Written task - Please copy every record below word for word, leaving the pictures out.

Listed entries -

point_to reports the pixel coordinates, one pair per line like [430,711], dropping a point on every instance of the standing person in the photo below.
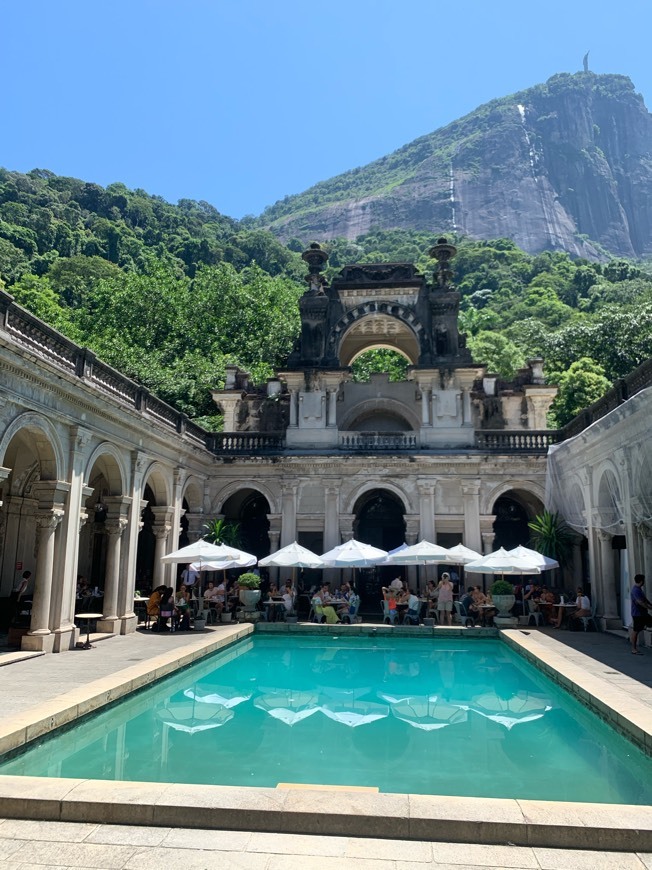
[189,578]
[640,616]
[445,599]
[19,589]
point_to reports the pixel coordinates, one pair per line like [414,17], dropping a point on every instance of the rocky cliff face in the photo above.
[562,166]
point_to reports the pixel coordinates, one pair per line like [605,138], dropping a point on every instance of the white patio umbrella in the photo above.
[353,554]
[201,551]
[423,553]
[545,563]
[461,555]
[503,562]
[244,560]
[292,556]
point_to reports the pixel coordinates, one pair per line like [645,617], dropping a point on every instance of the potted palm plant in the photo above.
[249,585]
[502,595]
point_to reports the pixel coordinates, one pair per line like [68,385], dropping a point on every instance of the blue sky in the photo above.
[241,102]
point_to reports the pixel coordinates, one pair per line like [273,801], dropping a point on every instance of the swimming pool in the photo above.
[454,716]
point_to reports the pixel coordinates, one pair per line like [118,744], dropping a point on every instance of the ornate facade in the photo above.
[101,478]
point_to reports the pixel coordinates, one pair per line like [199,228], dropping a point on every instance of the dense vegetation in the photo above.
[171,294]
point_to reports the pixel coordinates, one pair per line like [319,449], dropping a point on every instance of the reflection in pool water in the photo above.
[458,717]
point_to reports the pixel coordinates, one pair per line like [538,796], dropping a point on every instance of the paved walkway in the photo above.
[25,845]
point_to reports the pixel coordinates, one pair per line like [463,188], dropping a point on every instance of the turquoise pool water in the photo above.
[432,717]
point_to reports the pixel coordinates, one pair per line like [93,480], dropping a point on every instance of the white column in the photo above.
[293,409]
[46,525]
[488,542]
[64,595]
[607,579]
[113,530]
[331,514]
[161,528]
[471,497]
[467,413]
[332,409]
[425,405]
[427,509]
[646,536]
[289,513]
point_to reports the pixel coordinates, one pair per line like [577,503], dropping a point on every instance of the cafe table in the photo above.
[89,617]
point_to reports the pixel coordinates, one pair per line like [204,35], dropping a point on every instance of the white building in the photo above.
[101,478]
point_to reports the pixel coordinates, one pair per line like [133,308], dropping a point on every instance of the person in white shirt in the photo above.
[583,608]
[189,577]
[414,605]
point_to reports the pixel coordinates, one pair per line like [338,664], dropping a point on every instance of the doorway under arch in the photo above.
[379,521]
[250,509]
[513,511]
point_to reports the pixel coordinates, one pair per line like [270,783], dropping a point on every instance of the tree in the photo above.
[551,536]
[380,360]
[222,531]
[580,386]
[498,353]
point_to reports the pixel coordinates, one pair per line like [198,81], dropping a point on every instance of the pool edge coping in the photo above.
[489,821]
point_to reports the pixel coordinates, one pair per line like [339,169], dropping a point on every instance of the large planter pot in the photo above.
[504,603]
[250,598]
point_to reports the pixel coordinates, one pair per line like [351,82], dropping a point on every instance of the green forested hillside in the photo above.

Task output -
point_to reports the pixel coordinates, one pair per line like [430,711], dropping a point on every instance of the standing person in the photo below.
[189,578]
[640,616]
[445,599]
[19,589]
point_to reports the pixel coordinates, one pair per line like [414,17], dropping a point on every instance of the rocky cliff face in the photo above.
[562,166]
point_to reports the pixel coordinates, one pair per line like [605,138], dropping a point on every instance of the white patio umbrella in the photo above.
[353,554]
[201,551]
[423,553]
[545,563]
[461,555]
[503,562]
[244,560]
[292,556]
point_to reports the pixel coordinates, one pair per line like [645,617], dropping a point on every instance of the potted palm plant in the photo above.
[249,585]
[502,595]
point_to reports the pixel coordinates, one pair per line like [68,385], dropping a point on every instance of the blue sky in the photo above.
[241,102]
point_to reports the pixel coordinates, one pair per line like [273,801], dropping a point on every instance of the swimming pool in the photo above.
[454,716]
point_to reports the pixel coordinates, one pair per line like [118,744], dropping a point on every instance of the ornate facade in the photo above.
[101,478]
point_to reports the pixel coordinates, one pair per line like [199,228], dropping a point on every instance of the dense vegetation in the photo above.
[171,294]
point_to reports the pixel coordinates, one pair per line like [319,449], dropping a point on every instance of the reflection in pool water in the photo above.
[458,717]
point_to reports the pixel coordinates, one pair per line like [538,796], dropping a point on every instance of the paved walkway in the photo above.
[25,845]
point_to reports the pixel coordinates, one pair per line like [463,188], dropping a point on every instance of the turquoise pool water in the photo above.
[432,717]
point_to reports the pixel coordinates, one pair per line like [93,480], dropping a point on every instance of the white column in the photo above.
[293,409]
[46,525]
[488,542]
[64,595]
[607,579]
[113,530]
[331,514]
[161,528]
[471,497]
[467,413]
[332,409]
[425,405]
[427,509]
[646,536]
[289,513]
point_to reports the pixel coordinates, one pair per line like [577,503], dropping a point on every instance of the cafe table in the photo above.
[89,617]
point_to reports the pixel coordinates, one pair per line like [204,35], dropping a point on every instance of the white building in the photo above.
[101,478]
point_to reports the pixel coordinates, one pair per line like [133,308], dropping a point on every instance of the person in white shirt in the photo above.
[583,608]
[189,577]
[414,605]
point_to reports the pixel coordinates, one pair per line like [338,664], dropping a point on every instance of the doorway under arch in the photo above.
[379,521]
[250,509]
[513,511]
point_to reports the pixel coordinates, one pair per line like [270,783], dropping a point on every instance of the tree in the photo above.
[551,536]
[380,360]
[222,531]
[580,386]
[498,353]
point_to reports the pixel coordinates, one pair per line like [198,81], dropping a point on every instance of the pool edge coping in the photo above.
[489,821]
point_to reports the pixel coordinates, one pair per line like [339,169], dropping a point on every instance of the large planter pot in the photo above.
[504,603]
[250,598]
point_to reports the pixel coordinates, one pair per line like [351,82], dropping a point on every instance of the green forested hillside in the photo above.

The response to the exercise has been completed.